March 10, 2015
Groups Co-Host Community Discussion on Gallatin’s Coal Ash Story
Featuring a screening of Working Films’ highly successful ‘Coal Ash Stories’ series
Gallatin, Tenn. – On March 25th 2015, Statewide Organizing for Community eMpowerment (SOCM), Sierra Club Tennessee Chapter, Climate Nashville, Ecogal, The Curious Consumer, Physicians for Social Responsibility, and Working Films will host a free open community discussion on the continuing impact of Tennessee Valley Authority’s coal ash landfill, the recent lawsuit filed by the state against TVA, and what it means for the future of the Gallatin community. In light of recent coverage of the multiple implications of TDEC’s lawsuit against TVA, the event will offer a forum for community members to share their perspectives and have their voices heard.
The event will be held in the Palace Theater, Gallatin, and is part of a larger statewide screening tour. The event will start at 6:30 p.m. CST. Admission is free and open to the public.
This community discussion follows a similar event held in Kingston in February, which has resulted in on-going open discussions with the Tennessee Department of Environment and Conservation. That discussion gave Kingston community members the opportunity to have a say in how TDEC approaches public hearings and comment periods on the TVA coal ash issues affecting them.
At the event, Working Films will present a screening of Coal Ash Stories, a compilation of four short documentary films focused on coal ash, the public health and environmental concerns it presents in communities across the country, and related public policy. Working Films has been instrumental in engaging the public around the Dan River coal ash spill in North Carolina.

### YOUR TASK:
Decide whether each statement agrees with the Gallatin event announcement: (a) the event starts at 6:30 p.m. CST, (b) admission to the event costs money, (c) the earlier Kingston event took place in January. Answer yes or no for each, and quote the words of the announcement that decide it. None of the lines are needed for the work here.

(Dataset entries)
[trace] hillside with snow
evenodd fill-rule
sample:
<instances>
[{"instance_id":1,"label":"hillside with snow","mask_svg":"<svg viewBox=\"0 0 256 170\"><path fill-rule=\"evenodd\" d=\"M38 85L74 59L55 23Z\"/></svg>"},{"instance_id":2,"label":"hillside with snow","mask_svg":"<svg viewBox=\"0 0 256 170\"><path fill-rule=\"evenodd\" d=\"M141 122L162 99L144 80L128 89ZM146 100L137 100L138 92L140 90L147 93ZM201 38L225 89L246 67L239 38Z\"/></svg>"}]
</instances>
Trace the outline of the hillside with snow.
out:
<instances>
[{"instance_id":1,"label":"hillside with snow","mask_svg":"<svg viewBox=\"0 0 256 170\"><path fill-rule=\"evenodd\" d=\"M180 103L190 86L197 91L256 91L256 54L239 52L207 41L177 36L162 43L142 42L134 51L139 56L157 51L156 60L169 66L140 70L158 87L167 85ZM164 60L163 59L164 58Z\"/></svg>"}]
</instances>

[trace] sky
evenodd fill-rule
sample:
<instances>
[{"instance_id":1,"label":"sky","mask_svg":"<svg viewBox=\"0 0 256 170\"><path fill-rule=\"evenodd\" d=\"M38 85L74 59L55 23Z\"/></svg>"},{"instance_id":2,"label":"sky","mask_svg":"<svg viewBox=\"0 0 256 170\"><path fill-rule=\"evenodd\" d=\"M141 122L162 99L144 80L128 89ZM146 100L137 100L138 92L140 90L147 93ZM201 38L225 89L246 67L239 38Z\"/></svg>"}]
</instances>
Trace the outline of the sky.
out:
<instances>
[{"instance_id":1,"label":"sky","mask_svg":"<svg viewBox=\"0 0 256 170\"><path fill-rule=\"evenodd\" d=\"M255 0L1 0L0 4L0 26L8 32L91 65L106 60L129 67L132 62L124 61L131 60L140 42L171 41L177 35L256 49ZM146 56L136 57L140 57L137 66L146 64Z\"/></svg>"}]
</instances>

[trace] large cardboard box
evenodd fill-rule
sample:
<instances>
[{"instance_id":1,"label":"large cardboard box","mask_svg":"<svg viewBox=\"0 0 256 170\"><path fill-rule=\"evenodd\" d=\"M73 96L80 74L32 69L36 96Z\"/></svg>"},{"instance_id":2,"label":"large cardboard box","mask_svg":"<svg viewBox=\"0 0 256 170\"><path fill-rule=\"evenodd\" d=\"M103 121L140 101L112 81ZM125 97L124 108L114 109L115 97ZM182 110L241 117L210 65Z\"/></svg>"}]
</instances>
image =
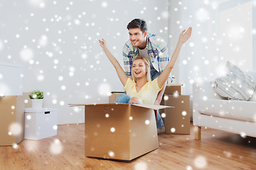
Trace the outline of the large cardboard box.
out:
<instances>
[{"instance_id":1,"label":"large cardboard box","mask_svg":"<svg viewBox=\"0 0 256 170\"><path fill-rule=\"evenodd\" d=\"M165 106L174 108L165 108L166 133L190 134L190 96L189 95L164 95Z\"/></svg>"},{"instance_id":2,"label":"large cardboard box","mask_svg":"<svg viewBox=\"0 0 256 170\"><path fill-rule=\"evenodd\" d=\"M86 157L132 160L158 148L156 105L85 106Z\"/></svg>"},{"instance_id":3,"label":"large cardboard box","mask_svg":"<svg viewBox=\"0 0 256 170\"><path fill-rule=\"evenodd\" d=\"M24 136L23 96L1 96L0 113L0 145L13 145L21 142Z\"/></svg>"},{"instance_id":4,"label":"large cardboard box","mask_svg":"<svg viewBox=\"0 0 256 170\"><path fill-rule=\"evenodd\" d=\"M124 94L124 92L121 91L112 91L111 92L110 96L109 96L109 103L114 103L117 98L121 94Z\"/></svg>"}]
</instances>

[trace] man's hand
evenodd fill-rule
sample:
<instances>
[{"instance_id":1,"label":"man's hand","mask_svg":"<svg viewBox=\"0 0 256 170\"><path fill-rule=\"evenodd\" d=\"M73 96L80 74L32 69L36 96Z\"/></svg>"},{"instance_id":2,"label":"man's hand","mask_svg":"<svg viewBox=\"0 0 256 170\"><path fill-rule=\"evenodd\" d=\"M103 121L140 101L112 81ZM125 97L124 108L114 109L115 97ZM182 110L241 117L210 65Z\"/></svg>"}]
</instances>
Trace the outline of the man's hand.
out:
<instances>
[{"instance_id":1,"label":"man's hand","mask_svg":"<svg viewBox=\"0 0 256 170\"><path fill-rule=\"evenodd\" d=\"M100 45L102 47L102 50L105 50L107 49L107 42L105 40L102 38L102 40L99 40Z\"/></svg>"},{"instance_id":2,"label":"man's hand","mask_svg":"<svg viewBox=\"0 0 256 170\"><path fill-rule=\"evenodd\" d=\"M183 30L181 33L180 34L179 38L178 38L178 42L181 42L181 44L184 43L186 41L187 41L191 35L191 32L192 32L192 28L189 27L188 29L187 30L187 31L186 31L186 30Z\"/></svg>"},{"instance_id":3,"label":"man's hand","mask_svg":"<svg viewBox=\"0 0 256 170\"><path fill-rule=\"evenodd\" d=\"M161 102L161 101L160 101ZM156 99L155 101L155 103L154 103L154 105L160 105L160 102Z\"/></svg>"}]
</instances>

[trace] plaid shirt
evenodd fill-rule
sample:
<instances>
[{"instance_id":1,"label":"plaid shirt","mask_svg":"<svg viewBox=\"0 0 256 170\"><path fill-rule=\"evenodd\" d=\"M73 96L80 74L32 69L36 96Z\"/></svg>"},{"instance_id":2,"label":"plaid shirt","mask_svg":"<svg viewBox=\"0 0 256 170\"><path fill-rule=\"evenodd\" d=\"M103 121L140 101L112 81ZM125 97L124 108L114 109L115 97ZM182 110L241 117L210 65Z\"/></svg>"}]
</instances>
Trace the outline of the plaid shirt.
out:
<instances>
[{"instance_id":1,"label":"plaid shirt","mask_svg":"<svg viewBox=\"0 0 256 170\"><path fill-rule=\"evenodd\" d=\"M161 73L170 61L166 43L156 35L148 33L146 48L148 50L150 62L154 68L159 73ZM134 47L129 40L124 46L122 53L124 72L128 76L132 75L132 61L136 57L139 56L139 49ZM171 74L169 78L171 79Z\"/></svg>"}]
</instances>

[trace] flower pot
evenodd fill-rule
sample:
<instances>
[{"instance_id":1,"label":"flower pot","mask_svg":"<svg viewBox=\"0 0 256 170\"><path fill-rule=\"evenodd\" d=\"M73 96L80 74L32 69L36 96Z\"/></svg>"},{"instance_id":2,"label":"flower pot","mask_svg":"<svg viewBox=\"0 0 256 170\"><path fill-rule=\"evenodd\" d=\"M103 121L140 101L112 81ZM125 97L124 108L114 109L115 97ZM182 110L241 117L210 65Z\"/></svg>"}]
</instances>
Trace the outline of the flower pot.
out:
<instances>
[{"instance_id":1,"label":"flower pot","mask_svg":"<svg viewBox=\"0 0 256 170\"><path fill-rule=\"evenodd\" d=\"M33 108L42 108L43 99L31 99Z\"/></svg>"}]
</instances>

### SOLUTION FOR THIS TASK:
(a) Yes: "The event will start at 6:30 p.m. CST."
(b) No: "Admission is free and open to the public."
(c) No: "a similar event held in Kingston in February"